Print the listing below unchanged, beginning at the line that contains "Where can the yellow flower" and stopping after its final line.
[BEGIN THE INPUT]
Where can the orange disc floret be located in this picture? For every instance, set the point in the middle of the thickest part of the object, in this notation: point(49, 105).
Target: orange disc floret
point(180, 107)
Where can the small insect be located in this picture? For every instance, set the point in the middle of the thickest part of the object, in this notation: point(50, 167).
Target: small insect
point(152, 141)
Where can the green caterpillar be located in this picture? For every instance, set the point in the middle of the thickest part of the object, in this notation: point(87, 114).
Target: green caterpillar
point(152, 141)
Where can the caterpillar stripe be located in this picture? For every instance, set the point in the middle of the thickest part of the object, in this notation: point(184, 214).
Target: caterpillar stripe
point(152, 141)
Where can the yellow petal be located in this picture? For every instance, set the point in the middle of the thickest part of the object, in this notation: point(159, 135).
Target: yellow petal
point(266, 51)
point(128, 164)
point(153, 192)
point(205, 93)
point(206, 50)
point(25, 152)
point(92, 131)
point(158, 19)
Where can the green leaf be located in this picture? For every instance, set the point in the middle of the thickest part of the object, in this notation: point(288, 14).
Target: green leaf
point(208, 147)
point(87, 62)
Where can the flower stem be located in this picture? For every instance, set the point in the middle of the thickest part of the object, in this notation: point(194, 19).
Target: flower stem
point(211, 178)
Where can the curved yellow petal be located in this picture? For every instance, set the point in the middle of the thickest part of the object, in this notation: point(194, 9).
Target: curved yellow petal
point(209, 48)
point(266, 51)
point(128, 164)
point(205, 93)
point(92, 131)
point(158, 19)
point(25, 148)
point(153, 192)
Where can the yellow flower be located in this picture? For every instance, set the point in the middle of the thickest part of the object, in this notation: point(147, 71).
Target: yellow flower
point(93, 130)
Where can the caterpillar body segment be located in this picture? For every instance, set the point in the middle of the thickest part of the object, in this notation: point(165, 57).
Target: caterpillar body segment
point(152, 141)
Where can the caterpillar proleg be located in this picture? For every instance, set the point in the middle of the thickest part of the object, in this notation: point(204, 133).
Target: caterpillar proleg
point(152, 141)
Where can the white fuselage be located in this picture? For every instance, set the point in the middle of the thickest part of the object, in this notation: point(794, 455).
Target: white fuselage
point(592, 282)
[END THE INPUT]
▸ **THE ANSWER**
Where can the yellow flower be located in this picture? For every instance, set the point in the middle of the thickest part of the object, in this notation: point(147, 71).
Target: yellow flower
point(93, 130)
Where can the caterpillar body segment be located in this picture? For every instance, set the point in the middle of the thickest part of the object, in this notation: point(165, 57).
Target: caterpillar body segment
point(152, 141)
Where can the caterpillar proleg be located in this picture? For every instance, set the point in the middle of the thickest part of the object, in this notation: point(204, 133).
Target: caterpillar proleg
point(152, 141)
Where can the white fuselage be located in this picture? For every instance, set the point in the middle of the thickest part of the object, in this notation: point(794, 455).
Target: white fuselage
point(592, 282)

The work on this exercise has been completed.